TASK DETAILS:
Reproduce the complete listing without any deviation.

EXERCISE DATA:

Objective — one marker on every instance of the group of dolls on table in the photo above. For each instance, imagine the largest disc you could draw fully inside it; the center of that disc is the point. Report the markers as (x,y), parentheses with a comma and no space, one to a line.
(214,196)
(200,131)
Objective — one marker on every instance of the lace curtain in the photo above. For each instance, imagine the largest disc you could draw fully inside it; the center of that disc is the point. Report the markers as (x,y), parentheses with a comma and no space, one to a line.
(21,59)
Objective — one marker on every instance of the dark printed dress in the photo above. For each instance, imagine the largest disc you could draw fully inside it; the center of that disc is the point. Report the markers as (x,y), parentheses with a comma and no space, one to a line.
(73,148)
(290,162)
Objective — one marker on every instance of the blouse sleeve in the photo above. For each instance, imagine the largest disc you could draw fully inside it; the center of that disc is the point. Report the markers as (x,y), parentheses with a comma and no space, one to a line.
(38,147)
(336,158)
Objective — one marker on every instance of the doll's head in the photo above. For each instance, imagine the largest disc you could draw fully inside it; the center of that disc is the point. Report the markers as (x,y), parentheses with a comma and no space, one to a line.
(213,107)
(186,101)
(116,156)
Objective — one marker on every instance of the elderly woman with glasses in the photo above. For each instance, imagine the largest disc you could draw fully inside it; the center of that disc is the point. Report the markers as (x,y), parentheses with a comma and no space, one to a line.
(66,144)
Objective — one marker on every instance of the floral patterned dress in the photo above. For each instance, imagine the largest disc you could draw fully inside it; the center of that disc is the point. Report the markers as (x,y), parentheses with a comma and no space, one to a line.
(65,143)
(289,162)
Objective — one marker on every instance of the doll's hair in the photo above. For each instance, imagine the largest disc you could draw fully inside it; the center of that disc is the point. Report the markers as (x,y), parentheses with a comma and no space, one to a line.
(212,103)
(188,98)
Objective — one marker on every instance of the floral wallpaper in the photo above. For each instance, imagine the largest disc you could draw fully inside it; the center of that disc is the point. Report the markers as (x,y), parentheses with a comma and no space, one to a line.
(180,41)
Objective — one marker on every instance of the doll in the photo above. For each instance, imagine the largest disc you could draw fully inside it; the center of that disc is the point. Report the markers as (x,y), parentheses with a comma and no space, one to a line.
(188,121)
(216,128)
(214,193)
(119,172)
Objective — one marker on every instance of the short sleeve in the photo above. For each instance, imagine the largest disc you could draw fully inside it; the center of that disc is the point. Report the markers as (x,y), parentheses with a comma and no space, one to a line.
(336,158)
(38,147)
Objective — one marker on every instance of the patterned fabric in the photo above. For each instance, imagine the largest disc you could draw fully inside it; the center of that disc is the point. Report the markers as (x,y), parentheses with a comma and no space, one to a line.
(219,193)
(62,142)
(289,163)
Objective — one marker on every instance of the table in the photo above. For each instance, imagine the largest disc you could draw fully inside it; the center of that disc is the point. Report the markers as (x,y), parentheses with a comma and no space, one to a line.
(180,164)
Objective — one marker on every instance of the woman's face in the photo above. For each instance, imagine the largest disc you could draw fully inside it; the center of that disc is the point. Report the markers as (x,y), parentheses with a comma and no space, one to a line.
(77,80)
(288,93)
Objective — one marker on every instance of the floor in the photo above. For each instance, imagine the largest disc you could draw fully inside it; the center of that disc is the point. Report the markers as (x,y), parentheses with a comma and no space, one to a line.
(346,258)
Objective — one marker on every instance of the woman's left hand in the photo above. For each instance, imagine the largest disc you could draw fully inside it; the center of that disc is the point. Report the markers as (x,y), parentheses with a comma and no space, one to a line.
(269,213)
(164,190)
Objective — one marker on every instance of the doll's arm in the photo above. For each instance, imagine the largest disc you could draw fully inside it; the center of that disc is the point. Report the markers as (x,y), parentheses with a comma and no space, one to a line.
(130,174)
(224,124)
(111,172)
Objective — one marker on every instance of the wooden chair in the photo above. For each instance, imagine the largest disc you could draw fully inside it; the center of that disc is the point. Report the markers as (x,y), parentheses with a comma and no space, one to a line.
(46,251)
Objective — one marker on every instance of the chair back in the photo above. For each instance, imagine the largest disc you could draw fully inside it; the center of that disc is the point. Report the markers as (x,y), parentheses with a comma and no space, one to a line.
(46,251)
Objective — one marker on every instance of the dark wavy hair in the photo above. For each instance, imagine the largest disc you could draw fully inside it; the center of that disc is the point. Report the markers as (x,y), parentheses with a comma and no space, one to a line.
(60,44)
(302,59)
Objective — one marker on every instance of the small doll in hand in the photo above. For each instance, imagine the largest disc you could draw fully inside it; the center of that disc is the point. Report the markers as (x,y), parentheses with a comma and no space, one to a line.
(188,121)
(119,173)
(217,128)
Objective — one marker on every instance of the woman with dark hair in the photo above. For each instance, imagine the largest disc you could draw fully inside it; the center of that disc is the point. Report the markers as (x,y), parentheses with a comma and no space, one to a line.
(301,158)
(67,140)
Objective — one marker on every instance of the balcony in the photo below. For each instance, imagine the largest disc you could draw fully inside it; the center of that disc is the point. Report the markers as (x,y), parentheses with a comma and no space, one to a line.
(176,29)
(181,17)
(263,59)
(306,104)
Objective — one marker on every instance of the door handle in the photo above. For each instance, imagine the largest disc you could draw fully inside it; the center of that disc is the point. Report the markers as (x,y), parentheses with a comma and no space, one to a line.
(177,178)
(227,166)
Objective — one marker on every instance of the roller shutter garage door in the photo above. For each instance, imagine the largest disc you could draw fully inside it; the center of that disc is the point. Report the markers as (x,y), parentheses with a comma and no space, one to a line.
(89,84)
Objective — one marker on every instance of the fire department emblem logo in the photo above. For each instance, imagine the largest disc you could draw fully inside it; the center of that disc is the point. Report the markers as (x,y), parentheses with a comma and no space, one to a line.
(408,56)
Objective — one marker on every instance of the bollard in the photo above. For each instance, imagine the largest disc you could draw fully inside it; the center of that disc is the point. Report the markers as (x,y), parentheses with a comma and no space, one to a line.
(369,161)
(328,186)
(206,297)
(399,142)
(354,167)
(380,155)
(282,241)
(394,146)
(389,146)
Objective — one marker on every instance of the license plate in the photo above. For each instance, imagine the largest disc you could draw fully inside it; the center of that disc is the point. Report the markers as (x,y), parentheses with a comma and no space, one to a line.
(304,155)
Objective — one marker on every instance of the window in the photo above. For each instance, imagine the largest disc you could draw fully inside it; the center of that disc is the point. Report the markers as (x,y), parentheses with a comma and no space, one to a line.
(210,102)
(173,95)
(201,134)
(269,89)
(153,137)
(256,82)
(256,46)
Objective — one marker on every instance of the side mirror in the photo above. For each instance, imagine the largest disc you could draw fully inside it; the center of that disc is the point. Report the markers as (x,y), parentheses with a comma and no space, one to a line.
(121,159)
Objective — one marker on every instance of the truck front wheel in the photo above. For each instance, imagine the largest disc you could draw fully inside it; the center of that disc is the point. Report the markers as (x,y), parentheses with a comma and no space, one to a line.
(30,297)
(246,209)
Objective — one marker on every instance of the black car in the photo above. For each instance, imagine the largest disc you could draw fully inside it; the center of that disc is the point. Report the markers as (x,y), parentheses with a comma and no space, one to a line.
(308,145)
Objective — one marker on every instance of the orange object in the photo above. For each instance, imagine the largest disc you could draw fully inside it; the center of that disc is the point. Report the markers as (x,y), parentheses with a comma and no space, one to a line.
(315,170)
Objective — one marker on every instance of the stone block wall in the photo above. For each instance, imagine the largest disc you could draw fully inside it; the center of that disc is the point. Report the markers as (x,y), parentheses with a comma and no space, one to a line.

CORRECT RESPONSE:
Objective — one marker on every instance of the group of dolls on table in the photo above. For each instance, imagine the largest disc you could draw fully inside it; the center of that disc is the point. Report the markers as (x,y), parentheses with a comma and no space, one to a line.
(214,196)
(200,131)
Objective — one marker on every instance of the lace curtain in the photo above. For each instance, imagine the largest disc you could draw fully inside it; the center of that disc is the point. Report the markers as (x,y), parentheses with a comma and no space, one to a line.
(21,59)
Objective — one marker on every instance of the dark printed dress in the photo above. For each instance, imagine the largest disc you could draw fully inside it; the center of that disc is the point. Report the markers as (x,y), parentheses with a comma and no space, one to a line.
(73,148)
(290,162)
Objective — one marker on every instance of the blouse sleeve in the photo above. For each instance, imagine the largest disc you could draw fully inside it; the center of that disc is the point. Report the markers as (x,y), parentheses with a comma and no space, one to a line.
(38,147)
(336,158)
Objective — one marker on every instance of the doll's head in the photo above. For each instance, imagine the largest disc you could draw fully inside it; the center of that disc is the point. Report the markers as (x,y), parentheses with a comma and no space, one to a line.
(213,107)
(186,101)
(116,156)
Objective — one marker on every instance of the elderly woman with glasses in the photo above. For each instance, imagine the largest disc you could draw fully inside it; the center of that disc is the point. Report the markers as (x,y), parentheses with a comma and no space, one to a line.
(66,144)
Objective — one marker on every instance of the floral patterned dress in the photo above. For each instance, imagine the largest disc you could draw fully inside it; the center of that disc is the point. Report the markers as (x,y), parentheses with a comma and no space, one to a line.
(65,143)
(289,162)
Objective — one marker on every instance of the doll's hair in the photo above. For each instance, imagine the largest disc you could draw fully inside it; the center of that disc is the point. Report the markers as (x,y), parentheses with a comma and no space, one to a line.
(212,103)
(188,98)
Objective — one marker on every instance of the floral wallpaper in the photo above. For each instance, imagine the largest disc you could draw fully inside it; the center of that disc is the point. Report the markers as (x,y), parentheses with a comma and no space, one to a line.
(180,41)
Objective — one marker on every instance of the doll in the photo above. For each instance, imagine the largest disc you could draw fully inside it; the center of that disc is the point. Report the markers as (x,y), parentheses with a comma and no space, one to a line.
(188,121)
(216,128)
(214,193)
(119,172)
Objective — one marker on every instance of the short sleeve in the photo above. For each instance, imagine the largest disc you could draw fully inside it; the center of that disc is the point. Report the markers as (x,y), parentheses with a comma and no space, one to a line.
(336,158)
(38,147)
Objective — one marker on every instance of the patterned fabric in the photo above. For each instance, imagine the largest disc you could draw fully inside it; the center of that disc is the point. Report the markers as (x,y), parentheses with a comma and no space, one to a line.
(219,193)
(62,142)
(289,163)
Objective — one marker on every instance of the table in the photo above. For each instance, imagine the largest disc you could draw fully inside it; the center of that disc is the point. Report the markers as (x,y), parentheses with a comma and no space, one to a line.
(180,164)
Objective — one marker on every instance of the woman's face in the photo above. For each instance, imagine the largest disc you could draw fully inside it; the center of that disc is the point. Report the markers as (x,y), parentheses with a comma and no space, one to a line.
(77,80)
(288,93)
Objective — one marker on every instance of the floor in the photo above. For each instance, imagine the largest disc you could draw fully inside it; the center of that disc is the point. Report the markers as (x,y), parentheses with a comma and no space, one to a line.
(346,258)
Objective — one marker on every instance of the woman's left hand in the photo above. For each instance, imagine the largest disc you could draw fully inside it; the center of that disc is the point. Report the markers as (x,y), parentheses with a comma and no space, one to a line.
(269,213)
(164,190)
Objective — one marker on every instance of the doll's arm in the photo above. For each instance, imagine the largest disc you could draw fully inside it; the center of that disc is the point. Report the markers as (x,y), parentheses with a comma and no space, one to a line.
(130,174)
(224,124)
(111,172)
Objective — one marker on every instance of the wooden chair in the photo above. For each instance, imagine the largest disc you could draw fully inside it; the center of that disc is the point. Report the markers as (x,y), parentheses with a comma and no space, one to a line.
(46,251)
Objective — one marker on every instance of the chair back in the photo above. For each instance, imagine the largest disc you could draw fully inside it; the center of that disc is the point. Report the markers as (x,y), parentheses with a comma and no space, one to a line.
(46,251)
Objective — one marker on every instance of the dark wavy hair in the photo above. For each instance, imagine the largest disc you could draw fully inside it; the center of that disc is the point. Report the markers as (x,y), parentheses with a comma and no space, one to a line.
(60,44)
(302,59)
Objective — one marker on every instance of the small doll in hand in the photo above. For each instance, imagine the largest disc you could draw fully inside it; the center of that disc is the point. Report the markers as (x,y), parentheses with a comma and no space, one to a line.
(188,121)
(119,173)
(217,128)
Objective — one marker on every instance of the woman with dark hair in the photo above. For each instance, imagine the largest disc you could draw fully inside it; the center of that disc is the point. Report the markers as (x,y), parentheses with a comma and no space, one to a line.
(301,158)
(67,140)
Objective — one marker on every instance of the balcony in the photo below. For each instance, imagine the largest disc you could draw fully inside it; the center of that disc is the point. Report the markers as (x,y), parentheses with a comma and no space, one to a line.
(176,29)
(181,17)
(263,59)
(306,104)
Objective — one marker on every instance of the door handle in the photo above. For each instance, imagine the largest disc you could draw fully inside it; the center of that disc is the point. Report the markers as (x,y), parentheses with a comma and no space, one to a line.
(177,178)
(227,166)
Objective — one marker on every instance of the roller shutter garage door in the photo above. For each instance, imagine the largest disc you could draw fully inside it; the center of that disc is the point. Report the markers as (x,y), parentheses with a comma and no space, one to a line.
(89,84)
Objective — one marker on every instance of the fire department emblem logo in the photo above. For each instance, imagine the largest disc you could draw fully inside it; the center of that disc is the point. Report the markers as (x,y), parentheses with a comma and no space, one to a line.
(408,56)
Objective — one marker on every instance of the bollard in the photo above. For each instance, imagine the largest disc you could draw fully inside it; the center of that disc is the point. Report the markers as (x,y), parentheses with a comma and no space, one to a line.
(369,161)
(328,186)
(206,297)
(399,142)
(354,167)
(380,155)
(282,241)
(394,146)
(389,146)
Objective — one marker on every instance of the license plate in the photo above. For each instance, imagine the largest disc you could draw fully inside it; the center of that disc is the point. Report the markers as (x,y), parentheses with a comma and no space, one to a line.
(304,155)
Objective — one marker on every instance of the window in the photo above. For each instance, imagine the largest disc you could draw fully inside it; the center of that disc is the point. Report the markers as (x,y), parentheses with a comma and no space, one to a line.
(210,102)
(173,95)
(201,134)
(269,89)
(153,137)
(256,82)
(256,46)
Objective — one marker on every instance of the side mirror in the photo above. For each instance, imagine the largest disc you could draw fully inside it; the center of that disc is the point. Report the markers as (x,y), parentheses with a comma and no space, one to a line.
(121,159)
Objective — one marker on every instance of the truck front wheel in the photo above. For each instance, imagine the largest disc you could draw fully inside it; the center of that disc is the point. Report the markers as (x,y), parentheses with a comma and no space, one to a line.
(30,297)
(246,209)
Objective — one marker on every instance of the black car in the photo above. For each instance, imagine the largest disc you could draw fully inside it; the center of that disc is the point. Report the markers as (x,y), parentheses with a comma and no space, one to a line.
(308,145)
Objective — one marker on every instance of the orange object in the photo above. For each instance, imagine the largest disc you could draw fully inside it; the center of that disc is the point. Report the markers as (x,y), parentheses with a comma and no space, one to a line.
(315,170)
Objective — one marker on every instance of the stone block wall in the photo above. For each instance, imagine the largest disc you could draw fully inside it; the center of that disc is the point. Report the markers as (x,y), parentheses with a comma and no space, one to a line.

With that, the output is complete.